Records excerpted from a collection.
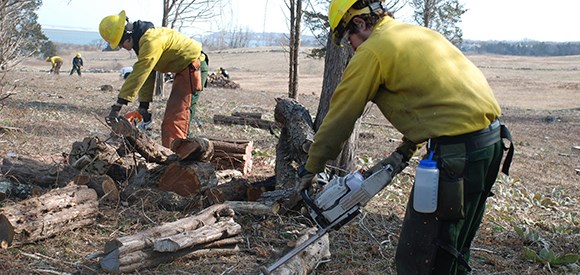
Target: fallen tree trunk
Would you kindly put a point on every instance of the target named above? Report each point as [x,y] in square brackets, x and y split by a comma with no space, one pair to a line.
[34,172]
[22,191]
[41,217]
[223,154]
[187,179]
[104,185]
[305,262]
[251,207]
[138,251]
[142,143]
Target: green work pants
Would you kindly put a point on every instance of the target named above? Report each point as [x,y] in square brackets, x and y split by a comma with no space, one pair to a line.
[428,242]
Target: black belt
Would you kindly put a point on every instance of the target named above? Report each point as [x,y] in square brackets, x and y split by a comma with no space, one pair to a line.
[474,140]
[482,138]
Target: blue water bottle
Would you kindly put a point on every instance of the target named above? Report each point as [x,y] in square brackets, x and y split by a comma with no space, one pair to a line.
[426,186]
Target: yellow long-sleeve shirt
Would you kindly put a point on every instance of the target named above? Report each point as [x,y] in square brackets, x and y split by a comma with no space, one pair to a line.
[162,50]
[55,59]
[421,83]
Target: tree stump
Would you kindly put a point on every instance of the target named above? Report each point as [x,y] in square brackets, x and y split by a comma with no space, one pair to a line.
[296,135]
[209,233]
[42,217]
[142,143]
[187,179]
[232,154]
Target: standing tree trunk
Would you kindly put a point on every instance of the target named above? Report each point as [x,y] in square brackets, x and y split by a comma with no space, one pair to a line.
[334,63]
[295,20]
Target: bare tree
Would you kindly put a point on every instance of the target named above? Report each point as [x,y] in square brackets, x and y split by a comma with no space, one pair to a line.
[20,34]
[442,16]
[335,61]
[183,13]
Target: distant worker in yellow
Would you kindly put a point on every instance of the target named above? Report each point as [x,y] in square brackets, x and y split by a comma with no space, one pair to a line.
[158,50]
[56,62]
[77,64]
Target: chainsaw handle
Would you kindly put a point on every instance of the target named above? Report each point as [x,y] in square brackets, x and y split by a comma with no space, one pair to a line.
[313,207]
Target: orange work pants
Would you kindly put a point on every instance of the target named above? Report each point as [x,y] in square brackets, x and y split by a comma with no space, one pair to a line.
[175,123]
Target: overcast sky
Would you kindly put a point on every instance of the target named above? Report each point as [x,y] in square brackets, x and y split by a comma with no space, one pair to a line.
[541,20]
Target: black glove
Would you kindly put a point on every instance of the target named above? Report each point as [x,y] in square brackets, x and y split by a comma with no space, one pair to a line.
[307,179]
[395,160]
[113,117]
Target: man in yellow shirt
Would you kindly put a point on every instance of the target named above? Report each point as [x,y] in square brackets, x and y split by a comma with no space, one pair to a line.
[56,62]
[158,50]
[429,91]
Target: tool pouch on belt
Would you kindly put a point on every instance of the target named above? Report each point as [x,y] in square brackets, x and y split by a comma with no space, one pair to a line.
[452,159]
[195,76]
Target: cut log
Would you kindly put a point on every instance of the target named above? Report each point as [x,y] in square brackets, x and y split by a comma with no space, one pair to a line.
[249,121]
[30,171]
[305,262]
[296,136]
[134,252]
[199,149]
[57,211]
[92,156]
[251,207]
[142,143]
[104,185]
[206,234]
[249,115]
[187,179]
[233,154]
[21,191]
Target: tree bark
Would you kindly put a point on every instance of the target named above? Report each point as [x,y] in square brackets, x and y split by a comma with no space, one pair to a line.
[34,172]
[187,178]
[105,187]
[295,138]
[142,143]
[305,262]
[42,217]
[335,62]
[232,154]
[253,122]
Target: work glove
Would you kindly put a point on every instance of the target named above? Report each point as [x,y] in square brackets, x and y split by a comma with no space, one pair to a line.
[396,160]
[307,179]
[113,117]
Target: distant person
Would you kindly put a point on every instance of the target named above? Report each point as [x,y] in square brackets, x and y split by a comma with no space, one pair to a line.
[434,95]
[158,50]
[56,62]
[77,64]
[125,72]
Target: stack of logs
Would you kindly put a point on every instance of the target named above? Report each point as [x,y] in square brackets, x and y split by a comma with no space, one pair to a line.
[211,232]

WHAT TO WORK ON.
Omit all pictures while transcribing the entries verbatim.

EXERCISE SOLUTION.
Target: fallen tree trunk
Would you kindly put a point on every instance of the target named above? Report each point as [x,y] in square brackets, x and y split by a comma with no space, one pair to a line.
[34,172]
[22,191]
[41,217]
[223,154]
[187,179]
[104,185]
[305,262]
[251,207]
[138,251]
[142,143]
Target: green work pants
Would you kindly put a point on every instance of the target named above? Report each point as [x,y] in square brackets, x and y split by a comma with no space, one pair to a line.
[428,242]
Target: black belt
Would you kindly put a point on every instance of the target named above? Report each point as [x,y] in square brackets, x and y split by a comma with no space, one pair to a line.
[474,140]
[482,138]
Target: blue water bottle
Would you kindly put a point on every instance of the target named above? Report each point as [x,y] in square brackets, x and y split by a comma with no space, one pair to a line.
[426,186]
Target: yellow long-sleeve shirt
Would you kindly put a point on every instance of the target named above? Report each point as [x,y] in square brackets, x and y split by a comma with no space, one pair to a line.
[162,50]
[55,59]
[421,83]
Target: tree stump
Would you kindly put a point on every instance of the target named above? Report each point as [x,y] in square brackets, x and y split by a comma with no space, one pair to a line.
[296,135]
[209,233]
[42,217]
[142,143]
[187,179]
[232,154]
Target: standing tree trunk
Would you kindly put a point on every instance of the target named above? Report each point as [x,y] in square brackets, x and y split by a comma with no space, one pair to a line.
[334,63]
[295,20]
Target: bare tree
Would you kindly put a point on every instance of the target named above? Report each point as [x,y] in square brackets, x and y split by a comma with no space, one pair to a line.
[20,34]
[442,16]
[335,61]
[183,13]
Target: distant worker in yellow
Would you kindly put a point on every instance of the target named above? Report each point as [x,y] in square brackets, x and y split by a comma with no space, one pair to a line.
[158,50]
[56,62]
[77,64]
Target: chainsaw handle
Would you kindly put a point on every instance of the target named above? Report each point as [x,y] in square brackets, x and y split by a comma with no space, one pair to a line.
[313,207]
Target: orange work pants
Would you kindly put a point on every instance of the target named above? Report each point as [x,y] in square brackets, x and y split by a comma with no space, one pair to a line.
[175,123]
Target: overcast sky
Would you kindly put a point on every instance of the target named above? Report each point as [x,y] in square brackets, x and y split by a comma with no space, one pair to a line.
[541,20]
Target: black glove
Would you kindly put a point on every instance of the target named above? Report each point as [x,y] in square brackets, x and y split by a comma with no space, one pair to a line.
[307,179]
[395,160]
[113,117]
Target: man in yellow shirt
Would you kindly put a point on every instance of the target named above? Report each point as [x,y] in square brackets, x and y split by a comma with no space, one pair to a line.
[56,62]
[158,50]
[429,91]
Target: tool pouch on belt
Would you kindly put a point on every instance of the target named above? Report each point as [x,y] in square brackets, x and y split by a comma with no space, one pair to a line.
[452,159]
[195,76]
Target: cut log
Would you kindly put a point on every instance of the target named above? Report each point as [x,y] in square brackets, x and y split by a comma with no space, one pair to a line.
[249,121]
[30,171]
[305,262]
[296,136]
[134,252]
[199,149]
[57,211]
[92,156]
[251,207]
[142,143]
[104,185]
[206,234]
[249,115]
[187,179]
[233,154]
[21,191]
Target: tree bark
Would you kindly put a point on every instance of the target named above? Report each point as [x,y] in square brackets, x and y split by a comma with no space, one pair to a line.
[34,172]
[187,178]
[105,187]
[295,138]
[142,143]
[305,262]
[42,217]
[335,62]
[232,154]
[253,122]
Target: work glove
Would you kindly put a point on every instance of the target named above? Report each point as [x,y] in square brackets, x and y split by a comma with no space, one pair to a line.
[396,160]
[307,179]
[113,117]
Target: distant person
Would you kindly put a point on every instance of the target named above? Report each point as [x,y] in square brackets, x and y split by a comma with no space, one pair to a line.
[434,95]
[158,50]
[56,62]
[77,64]
[125,72]
Target: stack of logs
Would you kindly put a point on every instance of the target named above? Report each point as [x,y] in square brackets, x and y split by a comma with no space, one pair to a line.
[211,232]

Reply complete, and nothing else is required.